▸ **GIVEN TASK**
List every line of the entries below that contains the word "toyota", copying each line in full.
━━━ SUPPLIED INFORMATION ━━━
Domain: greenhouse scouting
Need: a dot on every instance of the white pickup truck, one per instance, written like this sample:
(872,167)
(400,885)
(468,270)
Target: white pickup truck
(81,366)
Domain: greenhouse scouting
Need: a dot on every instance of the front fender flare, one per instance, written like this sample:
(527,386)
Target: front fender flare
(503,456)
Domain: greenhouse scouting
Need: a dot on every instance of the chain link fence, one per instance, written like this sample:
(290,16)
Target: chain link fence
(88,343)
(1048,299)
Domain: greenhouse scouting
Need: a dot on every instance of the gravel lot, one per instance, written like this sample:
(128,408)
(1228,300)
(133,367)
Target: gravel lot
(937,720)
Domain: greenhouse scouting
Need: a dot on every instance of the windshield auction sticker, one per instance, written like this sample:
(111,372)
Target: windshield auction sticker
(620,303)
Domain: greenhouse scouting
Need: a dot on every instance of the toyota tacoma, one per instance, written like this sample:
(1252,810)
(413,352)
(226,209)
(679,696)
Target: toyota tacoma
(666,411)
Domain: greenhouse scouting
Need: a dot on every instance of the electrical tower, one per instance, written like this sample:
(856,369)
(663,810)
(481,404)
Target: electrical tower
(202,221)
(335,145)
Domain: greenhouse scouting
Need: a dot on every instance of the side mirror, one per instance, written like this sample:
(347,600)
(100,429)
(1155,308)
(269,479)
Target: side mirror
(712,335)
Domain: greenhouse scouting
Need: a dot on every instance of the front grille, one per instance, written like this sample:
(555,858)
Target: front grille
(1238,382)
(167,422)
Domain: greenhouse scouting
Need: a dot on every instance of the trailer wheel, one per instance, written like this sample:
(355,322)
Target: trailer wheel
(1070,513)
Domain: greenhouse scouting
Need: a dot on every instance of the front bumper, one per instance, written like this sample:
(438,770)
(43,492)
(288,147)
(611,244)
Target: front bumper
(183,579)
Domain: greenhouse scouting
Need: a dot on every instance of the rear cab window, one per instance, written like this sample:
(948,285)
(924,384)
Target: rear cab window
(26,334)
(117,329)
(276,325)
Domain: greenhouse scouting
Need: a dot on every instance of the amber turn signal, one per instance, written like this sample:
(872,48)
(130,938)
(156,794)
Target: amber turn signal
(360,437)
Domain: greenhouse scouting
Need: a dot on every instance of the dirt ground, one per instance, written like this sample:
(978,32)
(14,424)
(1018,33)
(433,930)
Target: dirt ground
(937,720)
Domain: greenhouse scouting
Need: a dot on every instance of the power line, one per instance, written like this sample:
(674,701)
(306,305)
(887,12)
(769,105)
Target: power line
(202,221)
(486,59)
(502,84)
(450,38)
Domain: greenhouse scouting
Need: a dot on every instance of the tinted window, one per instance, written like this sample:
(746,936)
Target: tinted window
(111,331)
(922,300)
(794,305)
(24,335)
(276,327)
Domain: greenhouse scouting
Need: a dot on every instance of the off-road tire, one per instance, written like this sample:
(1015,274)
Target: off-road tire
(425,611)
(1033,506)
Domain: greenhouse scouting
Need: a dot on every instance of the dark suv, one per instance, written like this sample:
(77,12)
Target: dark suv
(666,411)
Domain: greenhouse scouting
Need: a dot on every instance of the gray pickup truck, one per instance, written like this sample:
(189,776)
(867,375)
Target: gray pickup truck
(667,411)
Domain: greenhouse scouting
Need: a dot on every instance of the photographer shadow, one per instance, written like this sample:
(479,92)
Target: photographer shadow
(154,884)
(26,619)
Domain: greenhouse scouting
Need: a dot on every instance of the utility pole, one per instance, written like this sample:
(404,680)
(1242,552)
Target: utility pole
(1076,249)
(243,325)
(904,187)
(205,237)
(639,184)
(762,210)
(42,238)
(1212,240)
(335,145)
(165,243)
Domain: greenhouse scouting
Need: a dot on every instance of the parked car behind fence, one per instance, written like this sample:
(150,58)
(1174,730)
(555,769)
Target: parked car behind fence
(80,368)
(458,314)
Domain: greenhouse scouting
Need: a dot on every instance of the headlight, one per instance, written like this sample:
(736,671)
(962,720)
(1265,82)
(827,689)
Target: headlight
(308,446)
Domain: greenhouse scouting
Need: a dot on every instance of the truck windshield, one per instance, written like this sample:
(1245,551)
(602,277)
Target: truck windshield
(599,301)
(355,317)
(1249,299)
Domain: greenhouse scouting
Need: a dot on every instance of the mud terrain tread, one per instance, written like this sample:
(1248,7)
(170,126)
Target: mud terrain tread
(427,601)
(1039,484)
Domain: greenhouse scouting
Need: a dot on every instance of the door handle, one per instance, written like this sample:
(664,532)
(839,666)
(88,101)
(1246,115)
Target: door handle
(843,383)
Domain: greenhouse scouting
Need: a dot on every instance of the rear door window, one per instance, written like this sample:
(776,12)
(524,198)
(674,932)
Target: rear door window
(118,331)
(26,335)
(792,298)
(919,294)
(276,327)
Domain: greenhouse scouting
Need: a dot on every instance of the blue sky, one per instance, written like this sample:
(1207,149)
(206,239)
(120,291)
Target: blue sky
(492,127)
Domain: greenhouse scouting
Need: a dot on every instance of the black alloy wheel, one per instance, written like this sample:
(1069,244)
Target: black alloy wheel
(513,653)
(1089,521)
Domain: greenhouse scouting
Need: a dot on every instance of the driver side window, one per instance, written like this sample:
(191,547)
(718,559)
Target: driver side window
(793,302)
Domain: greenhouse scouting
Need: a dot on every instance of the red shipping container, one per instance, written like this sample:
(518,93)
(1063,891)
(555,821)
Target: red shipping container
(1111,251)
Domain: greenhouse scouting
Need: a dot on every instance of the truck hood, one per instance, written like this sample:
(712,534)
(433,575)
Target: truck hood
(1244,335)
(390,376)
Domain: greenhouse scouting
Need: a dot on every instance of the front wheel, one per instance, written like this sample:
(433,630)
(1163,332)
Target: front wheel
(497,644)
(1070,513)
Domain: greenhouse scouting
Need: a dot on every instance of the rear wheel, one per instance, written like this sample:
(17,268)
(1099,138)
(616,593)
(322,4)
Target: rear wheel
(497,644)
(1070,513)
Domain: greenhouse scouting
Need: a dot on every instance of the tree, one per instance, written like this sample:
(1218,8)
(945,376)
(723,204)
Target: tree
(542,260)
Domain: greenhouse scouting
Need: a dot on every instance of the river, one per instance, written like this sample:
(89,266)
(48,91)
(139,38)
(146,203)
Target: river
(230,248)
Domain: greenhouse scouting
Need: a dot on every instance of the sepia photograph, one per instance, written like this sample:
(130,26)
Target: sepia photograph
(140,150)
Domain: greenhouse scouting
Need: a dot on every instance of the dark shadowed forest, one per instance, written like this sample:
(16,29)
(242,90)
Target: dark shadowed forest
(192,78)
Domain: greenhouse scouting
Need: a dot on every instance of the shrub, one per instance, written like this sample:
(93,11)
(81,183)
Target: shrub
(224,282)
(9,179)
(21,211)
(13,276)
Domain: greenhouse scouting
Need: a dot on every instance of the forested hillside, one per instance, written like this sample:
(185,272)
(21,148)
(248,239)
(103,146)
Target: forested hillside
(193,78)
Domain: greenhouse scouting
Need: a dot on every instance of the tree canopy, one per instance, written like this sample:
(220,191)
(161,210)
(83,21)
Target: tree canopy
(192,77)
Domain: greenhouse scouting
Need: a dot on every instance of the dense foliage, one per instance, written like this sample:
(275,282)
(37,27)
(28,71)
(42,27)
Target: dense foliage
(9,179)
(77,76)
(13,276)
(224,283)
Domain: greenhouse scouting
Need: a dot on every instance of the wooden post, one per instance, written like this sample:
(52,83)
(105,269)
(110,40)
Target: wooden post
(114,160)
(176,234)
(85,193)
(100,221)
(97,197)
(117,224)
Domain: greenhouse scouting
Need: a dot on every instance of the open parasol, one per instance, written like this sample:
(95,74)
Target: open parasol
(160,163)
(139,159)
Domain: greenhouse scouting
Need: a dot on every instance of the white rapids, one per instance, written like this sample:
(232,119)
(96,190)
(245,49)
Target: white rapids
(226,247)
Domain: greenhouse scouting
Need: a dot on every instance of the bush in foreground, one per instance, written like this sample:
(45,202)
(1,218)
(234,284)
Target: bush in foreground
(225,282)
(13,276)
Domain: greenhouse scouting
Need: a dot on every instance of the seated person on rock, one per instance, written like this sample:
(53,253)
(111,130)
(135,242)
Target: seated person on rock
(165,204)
━━━
▸ **OUTPUT OF THE EXERCISE**
Need: a dot on every instance of the toyota tacoma, one per instance, written like this sample:
Target: toyota tacoma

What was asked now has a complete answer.